* **WHAT TO DO**
Which lines in the records below contain the string "fishing"? Pull out each of those lines in full, counting a match only when the case is the same.

━━━━━ SOURCE RECORDS

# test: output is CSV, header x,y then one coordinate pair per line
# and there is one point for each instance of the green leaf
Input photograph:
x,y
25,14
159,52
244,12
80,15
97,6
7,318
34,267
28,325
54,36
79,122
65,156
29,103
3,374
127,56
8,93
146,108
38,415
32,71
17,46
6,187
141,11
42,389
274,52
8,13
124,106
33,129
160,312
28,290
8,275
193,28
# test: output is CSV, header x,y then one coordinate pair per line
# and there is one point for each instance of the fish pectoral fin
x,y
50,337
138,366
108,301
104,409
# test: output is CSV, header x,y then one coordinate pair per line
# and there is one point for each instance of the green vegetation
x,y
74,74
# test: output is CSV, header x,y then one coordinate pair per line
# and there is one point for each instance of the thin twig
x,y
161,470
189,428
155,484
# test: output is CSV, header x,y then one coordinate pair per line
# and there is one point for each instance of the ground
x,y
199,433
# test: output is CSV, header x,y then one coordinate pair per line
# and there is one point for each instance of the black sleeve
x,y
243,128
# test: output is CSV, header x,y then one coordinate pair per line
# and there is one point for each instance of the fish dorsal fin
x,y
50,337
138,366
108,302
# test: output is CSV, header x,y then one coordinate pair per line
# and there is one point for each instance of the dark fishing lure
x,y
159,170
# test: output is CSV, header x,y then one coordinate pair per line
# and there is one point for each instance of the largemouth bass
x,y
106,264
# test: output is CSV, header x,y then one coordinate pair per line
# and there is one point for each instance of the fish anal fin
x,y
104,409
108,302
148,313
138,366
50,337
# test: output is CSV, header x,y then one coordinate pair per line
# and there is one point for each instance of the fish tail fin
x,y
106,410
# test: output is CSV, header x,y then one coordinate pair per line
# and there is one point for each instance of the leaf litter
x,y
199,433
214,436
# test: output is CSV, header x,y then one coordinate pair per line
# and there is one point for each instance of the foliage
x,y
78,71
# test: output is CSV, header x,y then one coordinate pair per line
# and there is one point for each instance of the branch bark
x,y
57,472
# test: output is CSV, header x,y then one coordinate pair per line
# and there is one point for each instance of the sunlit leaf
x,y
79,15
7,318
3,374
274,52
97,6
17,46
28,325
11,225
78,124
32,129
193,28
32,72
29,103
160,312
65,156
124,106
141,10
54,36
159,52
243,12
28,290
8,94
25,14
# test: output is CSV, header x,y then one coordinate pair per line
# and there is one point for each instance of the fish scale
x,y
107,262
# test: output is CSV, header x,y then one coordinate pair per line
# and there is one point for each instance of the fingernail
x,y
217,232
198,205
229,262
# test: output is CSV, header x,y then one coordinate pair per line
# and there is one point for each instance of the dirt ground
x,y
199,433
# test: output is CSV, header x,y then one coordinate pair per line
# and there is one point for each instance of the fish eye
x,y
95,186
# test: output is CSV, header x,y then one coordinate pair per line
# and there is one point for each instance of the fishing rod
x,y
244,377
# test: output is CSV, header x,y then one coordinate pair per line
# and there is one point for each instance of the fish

━━━━━━━━━━

* **TASK RESULT**
# and there is one point for each instance of the dark fishing lure
# and there is one point for each instance of the fishing rod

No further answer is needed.